→ **HOW TO COMPLETE THIS TASK**:
Every entry below must be transcribed exactly, with no line missing.

Source data:

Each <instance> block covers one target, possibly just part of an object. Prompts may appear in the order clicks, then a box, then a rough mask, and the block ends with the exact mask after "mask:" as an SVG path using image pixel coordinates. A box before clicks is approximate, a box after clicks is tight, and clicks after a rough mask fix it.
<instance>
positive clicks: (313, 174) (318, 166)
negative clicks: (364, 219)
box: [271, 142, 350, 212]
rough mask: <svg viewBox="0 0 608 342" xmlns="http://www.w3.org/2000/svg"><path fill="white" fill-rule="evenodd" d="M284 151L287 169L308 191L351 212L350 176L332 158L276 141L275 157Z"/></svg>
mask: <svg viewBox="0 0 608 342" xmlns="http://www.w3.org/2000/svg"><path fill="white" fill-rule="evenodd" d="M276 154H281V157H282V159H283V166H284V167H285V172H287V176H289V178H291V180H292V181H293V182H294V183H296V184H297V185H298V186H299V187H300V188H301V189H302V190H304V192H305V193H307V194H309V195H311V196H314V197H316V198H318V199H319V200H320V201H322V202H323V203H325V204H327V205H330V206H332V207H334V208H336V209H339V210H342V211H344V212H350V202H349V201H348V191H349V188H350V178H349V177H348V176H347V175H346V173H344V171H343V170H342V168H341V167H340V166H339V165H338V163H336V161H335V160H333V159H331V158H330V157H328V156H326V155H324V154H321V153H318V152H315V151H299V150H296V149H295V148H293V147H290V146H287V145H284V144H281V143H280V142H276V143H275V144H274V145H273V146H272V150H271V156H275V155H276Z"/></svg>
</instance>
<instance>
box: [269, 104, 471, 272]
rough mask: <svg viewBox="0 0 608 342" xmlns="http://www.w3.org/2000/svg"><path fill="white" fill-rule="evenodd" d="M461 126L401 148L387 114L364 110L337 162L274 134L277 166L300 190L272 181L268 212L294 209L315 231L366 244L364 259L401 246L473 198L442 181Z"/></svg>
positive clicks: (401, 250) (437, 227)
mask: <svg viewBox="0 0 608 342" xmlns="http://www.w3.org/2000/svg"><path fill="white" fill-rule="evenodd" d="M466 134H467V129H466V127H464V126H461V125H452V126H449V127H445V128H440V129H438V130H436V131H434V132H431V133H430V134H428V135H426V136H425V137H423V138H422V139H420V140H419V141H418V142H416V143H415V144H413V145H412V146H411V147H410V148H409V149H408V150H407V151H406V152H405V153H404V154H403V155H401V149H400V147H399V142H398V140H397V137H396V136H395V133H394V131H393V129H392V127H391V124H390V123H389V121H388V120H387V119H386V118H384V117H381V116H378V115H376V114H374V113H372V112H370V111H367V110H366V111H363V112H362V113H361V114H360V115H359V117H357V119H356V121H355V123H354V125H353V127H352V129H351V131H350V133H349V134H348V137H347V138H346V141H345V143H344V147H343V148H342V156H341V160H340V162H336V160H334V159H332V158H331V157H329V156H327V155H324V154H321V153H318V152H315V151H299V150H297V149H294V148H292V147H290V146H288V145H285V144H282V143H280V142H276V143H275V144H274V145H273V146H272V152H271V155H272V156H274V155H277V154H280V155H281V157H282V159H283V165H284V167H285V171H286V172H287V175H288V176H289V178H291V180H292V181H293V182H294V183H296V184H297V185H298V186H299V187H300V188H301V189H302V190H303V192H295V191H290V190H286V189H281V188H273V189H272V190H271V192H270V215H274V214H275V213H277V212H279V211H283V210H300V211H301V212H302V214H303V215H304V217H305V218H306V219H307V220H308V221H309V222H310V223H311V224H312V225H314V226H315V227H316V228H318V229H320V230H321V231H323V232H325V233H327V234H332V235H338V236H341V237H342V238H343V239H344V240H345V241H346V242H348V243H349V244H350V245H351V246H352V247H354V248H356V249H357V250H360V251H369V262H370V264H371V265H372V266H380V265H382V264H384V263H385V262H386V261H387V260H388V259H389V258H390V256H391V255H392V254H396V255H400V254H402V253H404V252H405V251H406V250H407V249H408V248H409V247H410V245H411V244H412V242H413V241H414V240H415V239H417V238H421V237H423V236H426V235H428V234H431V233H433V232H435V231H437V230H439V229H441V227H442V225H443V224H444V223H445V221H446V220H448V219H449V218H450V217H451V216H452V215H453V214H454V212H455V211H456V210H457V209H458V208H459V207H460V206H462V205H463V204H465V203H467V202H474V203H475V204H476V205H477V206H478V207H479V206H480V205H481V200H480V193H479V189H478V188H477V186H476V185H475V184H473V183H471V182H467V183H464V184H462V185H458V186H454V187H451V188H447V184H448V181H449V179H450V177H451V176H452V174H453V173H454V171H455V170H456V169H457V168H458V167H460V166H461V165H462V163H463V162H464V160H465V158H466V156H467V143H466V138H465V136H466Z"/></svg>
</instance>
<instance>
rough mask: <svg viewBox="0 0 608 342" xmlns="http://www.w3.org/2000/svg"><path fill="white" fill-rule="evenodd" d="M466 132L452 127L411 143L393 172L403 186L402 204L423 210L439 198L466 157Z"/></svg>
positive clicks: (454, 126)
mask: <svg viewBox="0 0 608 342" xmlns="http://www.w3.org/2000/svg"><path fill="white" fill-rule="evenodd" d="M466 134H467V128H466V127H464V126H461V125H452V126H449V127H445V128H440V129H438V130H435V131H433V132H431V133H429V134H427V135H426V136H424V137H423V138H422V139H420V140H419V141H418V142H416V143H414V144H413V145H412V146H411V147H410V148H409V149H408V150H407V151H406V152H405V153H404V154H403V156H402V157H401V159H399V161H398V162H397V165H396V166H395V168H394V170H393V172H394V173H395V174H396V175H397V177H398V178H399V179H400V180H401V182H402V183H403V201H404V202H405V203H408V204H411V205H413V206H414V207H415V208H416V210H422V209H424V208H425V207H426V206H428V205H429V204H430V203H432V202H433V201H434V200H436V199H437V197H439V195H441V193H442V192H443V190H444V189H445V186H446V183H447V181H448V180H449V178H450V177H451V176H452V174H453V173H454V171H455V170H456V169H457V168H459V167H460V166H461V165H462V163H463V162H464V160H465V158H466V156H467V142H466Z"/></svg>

→ **EXERCISE RESULT**:
Each <instance> block covers one target, possibly just part of an object. Prompts may appear in the order clicks, then a box, then a rough mask, and the block ends with the exact mask after "mask:" as an SVG path using image pixel coordinates. A box before clicks is approximate, a box after clicks is tight, and clicks after a rough mask fix it.
<instance>
positive clicks: (313, 174) (318, 166)
negative clicks: (364, 219)
box: [271, 142, 350, 212]
rough mask: <svg viewBox="0 0 608 342" xmlns="http://www.w3.org/2000/svg"><path fill="white" fill-rule="evenodd" d="M284 151L287 169L308 191L351 212L350 176L332 158L276 141L275 157Z"/></svg>
mask: <svg viewBox="0 0 608 342" xmlns="http://www.w3.org/2000/svg"><path fill="white" fill-rule="evenodd" d="M276 154H281V157H282V159H283V166H284V167H285V172H287V176H289V178H291V180H292V181H293V182H294V183H296V184H297V185H298V186H299V187H300V188H301V189H302V190H304V192H305V193H307V194H309V195H311V196H314V197H316V198H318V199H319V200H320V201H322V202H323V203H325V204H327V205H330V206H332V207H334V208H336V209H339V210H342V211H344V212H350V202H349V201H348V191H349V188H350V178H349V177H348V176H347V175H346V173H344V171H343V170H342V168H341V167H340V166H339V165H338V163H336V161H335V160H333V159H331V158H330V157H328V156H326V155H324V154H321V153H318V152H315V151H299V150H296V149H295V148H293V147H290V146H287V145H284V144H281V143H280V142H276V143H275V144H274V145H273V146H272V150H271V156H275V155H276Z"/></svg>
</instance>
<instance>
box: [269, 104, 471, 272]
rough mask: <svg viewBox="0 0 608 342" xmlns="http://www.w3.org/2000/svg"><path fill="white" fill-rule="evenodd" d="M461 126L401 148L387 114L364 110L337 162L274 134L277 166L300 190L272 181L268 212L294 209L315 231L366 244L364 259L401 246L473 198L442 181Z"/></svg>
positive clicks: (401, 250) (437, 227)
mask: <svg viewBox="0 0 608 342" xmlns="http://www.w3.org/2000/svg"><path fill="white" fill-rule="evenodd" d="M466 134H467V129H466V127H464V126H461V125H452V126H449V127H445V128H440V129H438V130H436V131H434V132H431V133H430V134H428V135H426V136H425V137H423V138H422V139H420V140H419V141H418V142H416V143H415V144H413V145H412V146H411V147H410V148H409V149H408V150H407V151H406V152H405V153H404V154H403V155H401V149H400V147H399V142H398V140H397V137H396V136H395V133H394V131H393V129H392V127H391V124H390V123H389V121H388V120H387V119H386V118H384V117H381V116H378V115H376V114H374V113H372V112H370V111H367V110H366V111H363V112H362V113H361V114H360V115H359V117H357V119H356V121H355V123H354V125H353V127H352V129H351V131H350V133H349V134H348V137H347V138H346V141H345V143H344V147H343V148H342V156H341V160H340V162H336V160H334V159H332V158H331V157H329V156H327V155H324V154H321V153H318V152H315V151H299V150H297V149H294V148H292V147H290V146H288V145H285V144H282V143H280V142H276V143H275V144H274V145H273V146H272V152H271V155H272V156H274V155H277V154H280V155H281V157H282V159H283V165H284V167H285V171H286V172H287V175H288V176H289V178H291V180H292V181H293V182H294V183H296V184H297V185H298V186H299V187H300V188H301V189H302V190H303V192H295V191H290V190H286V189H281V188H273V189H272V190H271V192H270V215H274V214H275V213H277V212H279V211H283V210H300V211H301V212H302V214H303V215H304V217H305V218H306V219H307V220H308V221H309V222H310V223H311V224H312V225H314V226H315V227H316V228H318V229H320V230H321V231H323V232H325V233H327V234H332V235H338V236H341V237H342V238H343V239H344V240H345V241H346V242H348V243H349V244H350V245H351V246H352V247H354V248H356V249H357V250H360V251H369V262H370V264H371V265H372V266H380V265H382V264H384V263H385V262H386V261H387V260H388V259H389V258H390V256H391V255H392V254H396V255H400V254H402V253H404V252H405V251H406V250H407V249H408V248H409V247H410V245H411V244H412V242H413V241H414V240H415V239H417V238H421V237H423V236H426V235H428V234H431V233H433V232H435V231H437V230H439V229H441V227H442V225H443V224H444V223H445V221H446V220H448V219H449V218H450V217H451V216H452V215H453V214H454V212H455V211H456V210H457V209H458V208H459V207H460V206H462V205H463V204H465V203H467V202H474V203H475V204H476V205H477V206H478V207H479V206H480V205H481V200H480V193H479V189H478V188H477V186H476V185H475V184H473V183H471V182H467V183H464V184H462V185H458V186H454V187H451V188H447V184H448V181H449V179H450V177H451V176H452V174H453V173H454V171H455V170H456V169H457V168H458V167H460V166H461V165H462V163H463V162H464V160H465V158H466V156H467V143H466V138H465V136H466Z"/></svg>
</instance>
<instance>
rough mask: <svg viewBox="0 0 608 342" xmlns="http://www.w3.org/2000/svg"><path fill="white" fill-rule="evenodd" d="M466 132L452 127L411 143L393 172L403 186L402 204L423 210L439 198L466 157Z"/></svg>
positive clicks: (454, 126)
mask: <svg viewBox="0 0 608 342" xmlns="http://www.w3.org/2000/svg"><path fill="white" fill-rule="evenodd" d="M466 134H467V128H466V127H464V126H461V125H452V126H449V127H445V128H440V129H438V130H435V131H433V132H431V133H429V134H427V135H426V136H424V137H423V138H422V139H420V140H419V141H418V142H416V143H414V144H413V145H412V146H411V147H410V148H409V149H408V150H407V151H406V152H405V153H404V154H403V156H402V157H401V159H399V161H398V162H397V165H396V166H395V168H394V170H393V172H394V173H395V174H396V175H397V177H398V178H399V179H400V180H401V182H402V183H403V201H404V202H405V203H408V204H411V205H413V206H414V207H415V208H416V210H422V209H424V208H425V207H426V206H428V205H429V204H430V203H432V202H433V201H434V200H436V199H437V197H439V195H441V193H442V192H443V190H444V189H445V186H446V183H447V181H448V180H449V178H450V177H451V176H452V174H453V173H454V171H455V170H456V169H457V168H459V167H460V166H461V165H462V163H463V162H464V160H465V158H466V156H467V142H466Z"/></svg>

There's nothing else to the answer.